**Texte fourni:**
Le monoxyde d'azote c'est pas tres rigolo alors que le protoxyde oui  :love:


----------



## supermoquette (5 Octobre 2004)

jpmiss a dit:
			
		

> Le monoxyde d'azote c'est pas tres rigolo alors que le protoxyde oui  :love:


je confirme !


----------



## Anonyme (5 Octobre 2004)

Pour répondre à la question de Finn, je crois que c'est possible puisque avant je faisais sans. Par contre, peu d'entre vous l'ont relevé, il n'est pas possible de répondre en étant déconnecté.

Cela étant dit, ce qui m'intéresserait davantage c'est de savoir pourquoi on se connecte et, plus particulièrement, pourquoi on reste connecté. J'ai quelques pistes...

Enfin, je suis un peu gêné par l'énoncé de la question : il suppose un antagonisme entre le fait de vivre et celui d'être connecté à l'Internet. Or, il arrive parfois que l'un et l'autre soient intimement mêlés.


----------



## Anonyme (5 Octobre 2004)

Quelques heures mais franchement pas plus


----------



## loustic (5 Octobre 2004)

Je voudrais bien répondre mais je ne suis pas connecté.


----------



## GlobalCut (5 Octobre 2004)

J'aimerais bien plus


----------



## Dark Templar (5 Octobre 2004)

cmove a dit:
			
		

> Quelques heures mais franchement pas plus


mouarf


----------



## Macounette (6 Octobre 2004)

**Consignes:**
(a) Pouvez-vous condenser en une seule phrase le paragraphe du texte fourni qui commence par « Enfin, je suis un peu gêné », sans en perdre l'idée principale ?
(b) Sélectionnez chaque ligne du listing qui contient la chaîne « plant », en respectant la casse.

**Matériel de travail:**

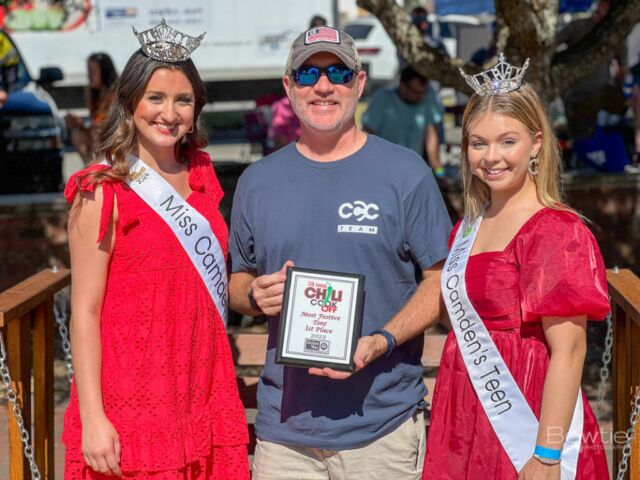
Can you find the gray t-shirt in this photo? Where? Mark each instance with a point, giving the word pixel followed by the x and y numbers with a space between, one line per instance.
pixel 287 206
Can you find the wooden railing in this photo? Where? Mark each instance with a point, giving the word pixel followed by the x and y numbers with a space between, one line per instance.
pixel 624 289
pixel 26 320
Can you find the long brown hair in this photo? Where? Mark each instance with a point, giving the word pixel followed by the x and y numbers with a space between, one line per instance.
pixel 525 106
pixel 117 136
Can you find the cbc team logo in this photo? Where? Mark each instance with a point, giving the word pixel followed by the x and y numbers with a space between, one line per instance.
pixel 360 211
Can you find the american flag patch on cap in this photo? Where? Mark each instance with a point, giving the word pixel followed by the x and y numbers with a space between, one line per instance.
pixel 322 34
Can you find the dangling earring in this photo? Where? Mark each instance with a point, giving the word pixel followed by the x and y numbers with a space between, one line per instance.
pixel 533 166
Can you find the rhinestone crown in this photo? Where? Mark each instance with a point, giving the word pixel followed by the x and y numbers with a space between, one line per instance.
pixel 501 78
pixel 166 44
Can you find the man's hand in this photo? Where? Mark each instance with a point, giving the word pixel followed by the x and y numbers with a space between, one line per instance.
pixel 535 470
pixel 268 290
pixel 369 348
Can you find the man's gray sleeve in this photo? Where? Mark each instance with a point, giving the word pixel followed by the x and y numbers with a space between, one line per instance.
pixel 241 246
pixel 427 222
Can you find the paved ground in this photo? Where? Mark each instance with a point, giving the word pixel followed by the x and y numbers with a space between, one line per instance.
pixel 61 402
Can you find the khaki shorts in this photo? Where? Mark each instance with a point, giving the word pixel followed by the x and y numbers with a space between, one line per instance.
pixel 398 455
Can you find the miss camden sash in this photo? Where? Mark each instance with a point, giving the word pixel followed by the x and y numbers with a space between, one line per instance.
pixel 192 230
pixel 508 411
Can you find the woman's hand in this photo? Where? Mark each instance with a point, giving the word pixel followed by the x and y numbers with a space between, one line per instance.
pixel 101 446
pixel 536 470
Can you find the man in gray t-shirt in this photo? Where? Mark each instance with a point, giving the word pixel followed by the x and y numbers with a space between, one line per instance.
pixel 340 200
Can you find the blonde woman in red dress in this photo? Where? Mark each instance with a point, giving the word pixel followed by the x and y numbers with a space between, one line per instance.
pixel 523 277
pixel 154 393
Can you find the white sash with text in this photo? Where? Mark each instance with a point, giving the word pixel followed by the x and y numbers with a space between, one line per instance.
pixel 508 411
pixel 192 230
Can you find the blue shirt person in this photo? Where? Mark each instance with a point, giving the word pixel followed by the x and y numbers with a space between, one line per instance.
pixel 408 114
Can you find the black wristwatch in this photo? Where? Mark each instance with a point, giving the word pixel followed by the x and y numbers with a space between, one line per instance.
pixel 391 340
pixel 252 301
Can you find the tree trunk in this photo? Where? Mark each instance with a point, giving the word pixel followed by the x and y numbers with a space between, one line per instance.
pixel 530 29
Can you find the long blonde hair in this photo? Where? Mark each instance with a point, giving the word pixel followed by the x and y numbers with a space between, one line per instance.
pixel 525 106
pixel 117 135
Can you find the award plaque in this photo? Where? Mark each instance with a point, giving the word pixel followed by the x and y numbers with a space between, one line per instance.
pixel 321 319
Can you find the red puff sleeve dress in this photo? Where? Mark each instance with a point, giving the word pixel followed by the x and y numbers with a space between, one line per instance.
pixel 551 268
pixel 168 380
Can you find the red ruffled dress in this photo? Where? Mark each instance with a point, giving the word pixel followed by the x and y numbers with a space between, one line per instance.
pixel 551 268
pixel 168 380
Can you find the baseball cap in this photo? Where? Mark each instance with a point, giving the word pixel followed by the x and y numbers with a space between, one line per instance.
pixel 323 39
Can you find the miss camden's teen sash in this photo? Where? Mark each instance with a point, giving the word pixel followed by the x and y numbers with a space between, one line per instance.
pixel 508 411
pixel 192 230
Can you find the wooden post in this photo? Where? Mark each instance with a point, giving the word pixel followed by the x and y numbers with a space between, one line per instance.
pixel 43 346
pixel 19 361
pixel 620 382
pixel 634 340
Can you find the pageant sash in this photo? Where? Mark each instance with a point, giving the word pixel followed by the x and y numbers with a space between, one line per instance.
pixel 192 230
pixel 508 411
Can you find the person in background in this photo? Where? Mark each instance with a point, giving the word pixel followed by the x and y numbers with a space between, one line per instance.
pixel 420 18
pixel 102 76
pixel 284 127
pixel 408 114
pixel 317 21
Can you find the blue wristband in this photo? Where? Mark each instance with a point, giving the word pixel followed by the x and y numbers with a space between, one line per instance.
pixel 549 453
pixel 391 341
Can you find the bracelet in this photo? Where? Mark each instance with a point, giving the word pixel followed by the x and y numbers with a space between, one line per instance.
pixel 252 301
pixel 546 461
pixel 547 453
pixel 391 341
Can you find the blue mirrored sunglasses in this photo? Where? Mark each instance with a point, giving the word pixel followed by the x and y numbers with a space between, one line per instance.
pixel 308 75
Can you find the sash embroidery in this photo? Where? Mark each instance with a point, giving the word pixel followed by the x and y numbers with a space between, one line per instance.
pixel 506 407
pixel 192 230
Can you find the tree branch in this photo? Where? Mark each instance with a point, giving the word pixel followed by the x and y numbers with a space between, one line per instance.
pixel 532 23
pixel 598 46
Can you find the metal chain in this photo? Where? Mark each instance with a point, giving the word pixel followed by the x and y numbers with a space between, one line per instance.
pixel 606 361
pixel 17 411
pixel 631 433
pixel 61 320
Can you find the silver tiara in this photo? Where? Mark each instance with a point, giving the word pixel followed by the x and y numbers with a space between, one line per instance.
pixel 501 78
pixel 166 44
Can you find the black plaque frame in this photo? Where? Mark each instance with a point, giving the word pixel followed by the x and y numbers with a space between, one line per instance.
pixel 356 318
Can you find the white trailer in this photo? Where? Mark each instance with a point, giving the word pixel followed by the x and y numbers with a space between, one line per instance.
pixel 245 39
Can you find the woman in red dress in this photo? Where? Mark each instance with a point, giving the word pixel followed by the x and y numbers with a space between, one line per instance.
pixel 154 393
pixel 534 276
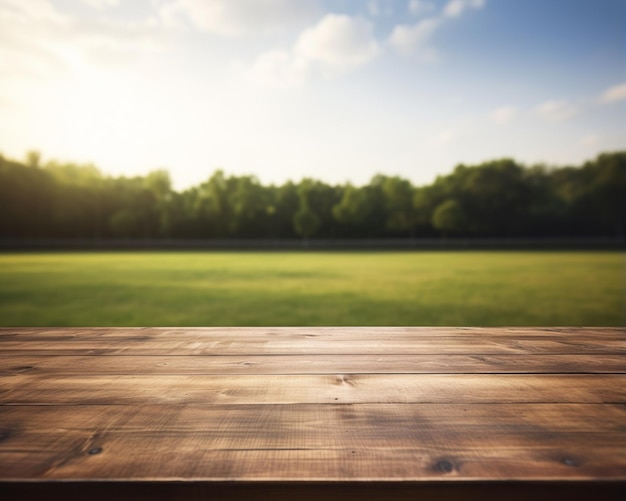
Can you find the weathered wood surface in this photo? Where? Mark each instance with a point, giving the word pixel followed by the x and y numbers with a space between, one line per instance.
pixel 420 407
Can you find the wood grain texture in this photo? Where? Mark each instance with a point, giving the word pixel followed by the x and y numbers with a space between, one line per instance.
pixel 311 364
pixel 412 406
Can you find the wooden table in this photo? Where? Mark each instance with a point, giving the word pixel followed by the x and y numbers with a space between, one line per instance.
pixel 310 413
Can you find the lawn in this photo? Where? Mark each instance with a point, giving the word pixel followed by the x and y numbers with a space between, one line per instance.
pixel 300 288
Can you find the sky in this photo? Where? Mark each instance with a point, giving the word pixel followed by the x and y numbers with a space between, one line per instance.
pixel 334 90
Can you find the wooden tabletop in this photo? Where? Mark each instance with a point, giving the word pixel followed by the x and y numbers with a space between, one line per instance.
pixel 364 410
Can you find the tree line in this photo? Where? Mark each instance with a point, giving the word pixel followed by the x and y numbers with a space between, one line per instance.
pixel 499 198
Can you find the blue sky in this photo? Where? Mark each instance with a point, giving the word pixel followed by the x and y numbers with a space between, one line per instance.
pixel 335 90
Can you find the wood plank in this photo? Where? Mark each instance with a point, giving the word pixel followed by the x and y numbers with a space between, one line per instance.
pixel 316 442
pixel 615 333
pixel 341 388
pixel 312 364
pixel 258 345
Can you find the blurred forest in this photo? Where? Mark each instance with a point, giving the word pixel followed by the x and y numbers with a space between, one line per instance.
pixel 499 198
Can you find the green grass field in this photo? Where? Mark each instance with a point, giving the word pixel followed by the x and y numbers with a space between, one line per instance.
pixel 291 288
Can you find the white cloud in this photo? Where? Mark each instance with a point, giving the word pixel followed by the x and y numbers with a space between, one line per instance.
pixel 455 8
pixel 557 110
pixel 336 45
pixel 38 41
pixel 417 7
pixel 614 94
pixel 239 17
pixel 372 8
pixel 101 4
pixel 409 38
pixel 590 140
pixel 503 115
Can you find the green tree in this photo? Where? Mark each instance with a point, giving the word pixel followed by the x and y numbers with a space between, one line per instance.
pixel 449 217
pixel 305 222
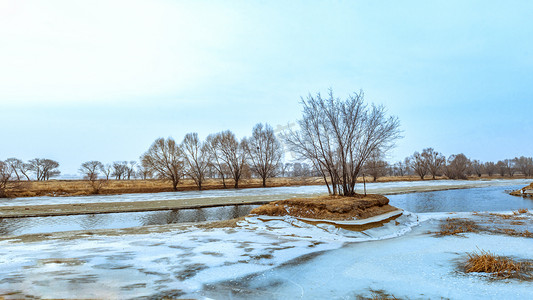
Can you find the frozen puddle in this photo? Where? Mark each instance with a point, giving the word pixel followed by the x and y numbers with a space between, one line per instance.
pixel 271 259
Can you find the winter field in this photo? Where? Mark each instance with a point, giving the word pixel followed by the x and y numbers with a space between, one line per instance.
pixel 266 258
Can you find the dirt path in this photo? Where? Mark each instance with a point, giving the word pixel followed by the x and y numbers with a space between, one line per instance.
pixel 139 206
pixel 114 207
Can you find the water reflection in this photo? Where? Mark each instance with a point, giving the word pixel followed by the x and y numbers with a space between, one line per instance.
pixel 18 226
pixel 476 199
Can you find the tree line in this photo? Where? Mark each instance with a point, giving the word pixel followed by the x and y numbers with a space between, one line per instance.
pixel 339 140
pixel 432 164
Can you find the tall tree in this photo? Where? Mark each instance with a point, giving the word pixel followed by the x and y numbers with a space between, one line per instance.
pixel 44 168
pixel 213 144
pixel 265 152
pixel 90 169
pixel 5 175
pixel 165 158
pixel 419 164
pixel 337 137
pixel 16 165
pixel 196 158
pixel 233 154
pixel 434 161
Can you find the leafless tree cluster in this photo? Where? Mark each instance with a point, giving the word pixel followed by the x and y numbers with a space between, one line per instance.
pixel 165 159
pixel 5 176
pixel 265 152
pixel 338 136
pixel 41 168
pixel 458 166
pixel 222 155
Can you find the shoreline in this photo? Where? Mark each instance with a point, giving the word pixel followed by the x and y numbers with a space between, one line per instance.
pixel 23 211
pixel 62 188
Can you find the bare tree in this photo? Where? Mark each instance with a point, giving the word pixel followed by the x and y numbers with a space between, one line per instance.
pixel 419 164
pixel 44 168
pixel 16 165
pixel 90 169
pixel 490 168
pixel 375 166
pixel 524 165
pixel 457 166
pixel 213 144
pixel 434 161
pixel 337 137
pixel 129 170
pixel 264 151
pixel 233 154
pixel 477 167
pixel 196 158
pixel 165 159
pixel 143 172
pixel 5 175
pixel 107 170
pixel 119 169
pixel 509 167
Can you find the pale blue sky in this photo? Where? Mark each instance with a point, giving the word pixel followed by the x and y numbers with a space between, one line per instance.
pixel 100 80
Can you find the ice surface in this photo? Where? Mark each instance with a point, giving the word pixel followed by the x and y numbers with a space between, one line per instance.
pixel 261 194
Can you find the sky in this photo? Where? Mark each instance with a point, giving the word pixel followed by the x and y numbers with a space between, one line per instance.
pixel 101 80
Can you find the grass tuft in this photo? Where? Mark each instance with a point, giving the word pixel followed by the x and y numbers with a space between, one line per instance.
pixel 498 266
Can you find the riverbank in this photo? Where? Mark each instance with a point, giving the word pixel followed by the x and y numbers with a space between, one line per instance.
pixel 62 188
pixel 57 206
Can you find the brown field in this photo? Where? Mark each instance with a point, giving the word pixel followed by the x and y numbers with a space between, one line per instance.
pixel 114 187
pixel 328 207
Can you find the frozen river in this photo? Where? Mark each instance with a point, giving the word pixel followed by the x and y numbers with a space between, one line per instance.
pixel 265 194
pixel 269 259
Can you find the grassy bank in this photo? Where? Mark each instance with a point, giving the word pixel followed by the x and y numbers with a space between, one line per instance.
pixel 114 187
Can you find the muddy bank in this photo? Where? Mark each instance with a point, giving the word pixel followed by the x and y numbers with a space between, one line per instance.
pixel 116 207
pixel 336 208
pixel 526 191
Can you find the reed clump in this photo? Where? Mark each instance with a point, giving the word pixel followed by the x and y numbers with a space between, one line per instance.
pixel 498 266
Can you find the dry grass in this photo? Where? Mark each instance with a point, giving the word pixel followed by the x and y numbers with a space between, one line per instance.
pixel 113 187
pixel 521 211
pixel 453 226
pixel 498 266
pixel 328 207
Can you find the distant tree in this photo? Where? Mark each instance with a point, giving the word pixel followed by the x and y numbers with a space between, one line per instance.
pixel 477 167
pixel 16 165
pixel 265 152
pixel 129 170
pixel 400 169
pixel 119 169
pixel 143 172
pixel 337 137
pixel 418 164
pixel 489 167
pixel 90 169
pixel 509 167
pixel 435 161
pixel 107 170
pixel 5 175
pixel 196 154
pixel 213 144
pixel 165 159
pixel 524 165
pixel 233 154
pixel 457 166
pixel 375 166
pixel 43 168
pixel 501 166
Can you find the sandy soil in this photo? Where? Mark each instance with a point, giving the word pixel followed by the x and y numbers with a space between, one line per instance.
pixel 525 191
pixel 115 207
pixel 328 207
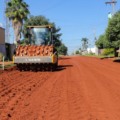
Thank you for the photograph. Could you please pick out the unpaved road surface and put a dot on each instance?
(82, 88)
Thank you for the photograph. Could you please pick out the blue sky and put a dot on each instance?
(76, 18)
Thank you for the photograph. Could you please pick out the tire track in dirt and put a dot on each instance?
(18, 91)
(105, 87)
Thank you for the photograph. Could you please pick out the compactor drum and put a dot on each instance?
(40, 54)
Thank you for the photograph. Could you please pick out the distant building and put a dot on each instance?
(2, 41)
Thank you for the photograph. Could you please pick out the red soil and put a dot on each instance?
(82, 88)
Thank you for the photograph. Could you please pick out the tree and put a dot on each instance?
(17, 11)
(102, 42)
(84, 44)
(113, 32)
(62, 49)
(42, 20)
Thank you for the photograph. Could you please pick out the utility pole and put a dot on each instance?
(113, 3)
(7, 24)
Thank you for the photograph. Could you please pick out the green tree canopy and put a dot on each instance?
(113, 30)
(62, 49)
(17, 11)
(42, 20)
(102, 42)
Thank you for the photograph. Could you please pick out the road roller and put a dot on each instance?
(40, 54)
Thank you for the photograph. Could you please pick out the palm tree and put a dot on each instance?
(17, 11)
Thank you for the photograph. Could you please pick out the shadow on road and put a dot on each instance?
(64, 58)
(62, 67)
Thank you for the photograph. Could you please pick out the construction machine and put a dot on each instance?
(40, 54)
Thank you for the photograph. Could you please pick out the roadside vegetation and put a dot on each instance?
(17, 11)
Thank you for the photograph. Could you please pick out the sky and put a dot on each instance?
(76, 18)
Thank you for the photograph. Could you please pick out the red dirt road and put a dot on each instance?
(82, 88)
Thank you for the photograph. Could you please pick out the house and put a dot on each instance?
(2, 41)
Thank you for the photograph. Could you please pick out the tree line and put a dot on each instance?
(17, 11)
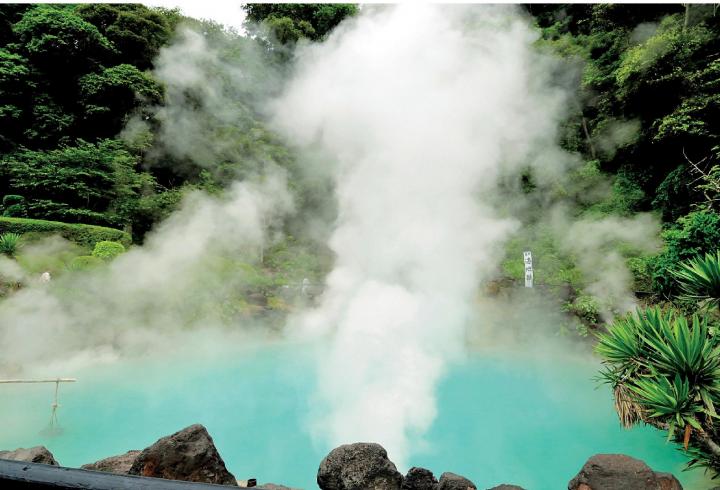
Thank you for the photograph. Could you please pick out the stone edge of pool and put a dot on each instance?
(188, 459)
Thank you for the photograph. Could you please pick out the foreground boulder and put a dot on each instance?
(114, 464)
(451, 481)
(359, 466)
(620, 472)
(188, 455)
(419, 479)
(37, 454)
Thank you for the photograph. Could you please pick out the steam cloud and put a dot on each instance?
(424, 109)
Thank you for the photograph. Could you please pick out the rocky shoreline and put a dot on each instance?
(191, 455)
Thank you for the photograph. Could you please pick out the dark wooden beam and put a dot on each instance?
(20, 475)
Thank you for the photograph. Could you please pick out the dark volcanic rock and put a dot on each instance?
(668, 481)
(188, 455)
(620, 472)
(451, 481)
(359, 466)
(419, 479)
(37, 454)
(120, 464)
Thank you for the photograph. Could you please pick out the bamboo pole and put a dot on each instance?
(54, 380)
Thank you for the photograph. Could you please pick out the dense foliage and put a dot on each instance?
(85, 235)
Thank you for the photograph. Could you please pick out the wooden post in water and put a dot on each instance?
(54, 427)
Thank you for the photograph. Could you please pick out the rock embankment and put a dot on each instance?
(191, 455)
(619, 472)
(37, 454)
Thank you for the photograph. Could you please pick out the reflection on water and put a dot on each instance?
(527, 423)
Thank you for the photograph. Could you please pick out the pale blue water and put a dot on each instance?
(528, 423)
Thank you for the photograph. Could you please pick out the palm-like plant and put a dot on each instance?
(665, 371)
(699, 279)
(9, 243)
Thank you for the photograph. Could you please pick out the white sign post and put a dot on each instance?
(527, 258)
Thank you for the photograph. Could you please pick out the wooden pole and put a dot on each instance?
(54, 380)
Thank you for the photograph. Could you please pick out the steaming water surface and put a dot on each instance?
(499, 420)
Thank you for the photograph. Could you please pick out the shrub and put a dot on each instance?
(107, 250)
(85, 262)
(85, 235)
(585, 307)
(664, 371)
(695, 234)
(9, 243)
(14, 206)
(700, 279)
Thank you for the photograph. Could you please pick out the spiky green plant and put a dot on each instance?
(665, 371)
(9, 243)
(699, 279)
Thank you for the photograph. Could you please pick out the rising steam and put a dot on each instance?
(423, 108)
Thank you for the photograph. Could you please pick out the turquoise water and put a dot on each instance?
(500, 420)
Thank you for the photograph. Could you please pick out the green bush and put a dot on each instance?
(85, 235)
(585, 307)
(14, 206)
(85, 262)
(9, 243)
(695, 234)
(640, 268)
(107, 250)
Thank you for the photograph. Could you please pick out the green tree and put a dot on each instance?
(287, 23)
(110, 96)
(665, 371)
(86, 183)
(136, 31)
(57, 40)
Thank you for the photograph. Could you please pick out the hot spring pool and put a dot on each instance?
(532, 424)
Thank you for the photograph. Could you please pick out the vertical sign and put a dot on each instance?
(527, 258)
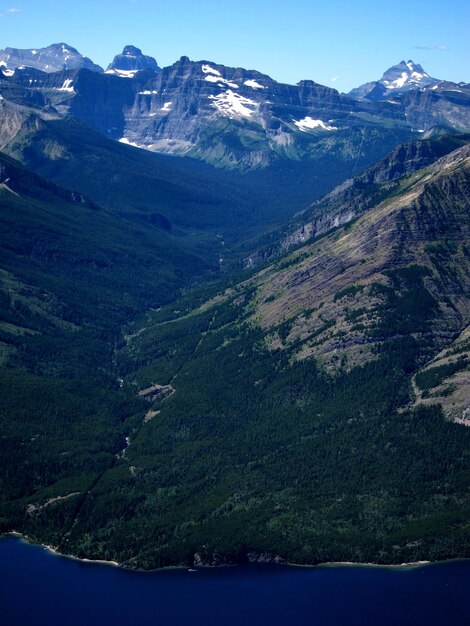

**Réponses:**
(a) L'énoncé de la question gêne un peu parce qu'il oppose le fait de vivre et celui d'être connecté à Internet, alors que les deux sont parfois intimement mêlés.

(b)
Thank you for the photograph. Could you please pick out the palm-like plant and put a dot on each instance?
Thank you for the photograph. Could you please pick out the spiky green plant and put a dot on each instance?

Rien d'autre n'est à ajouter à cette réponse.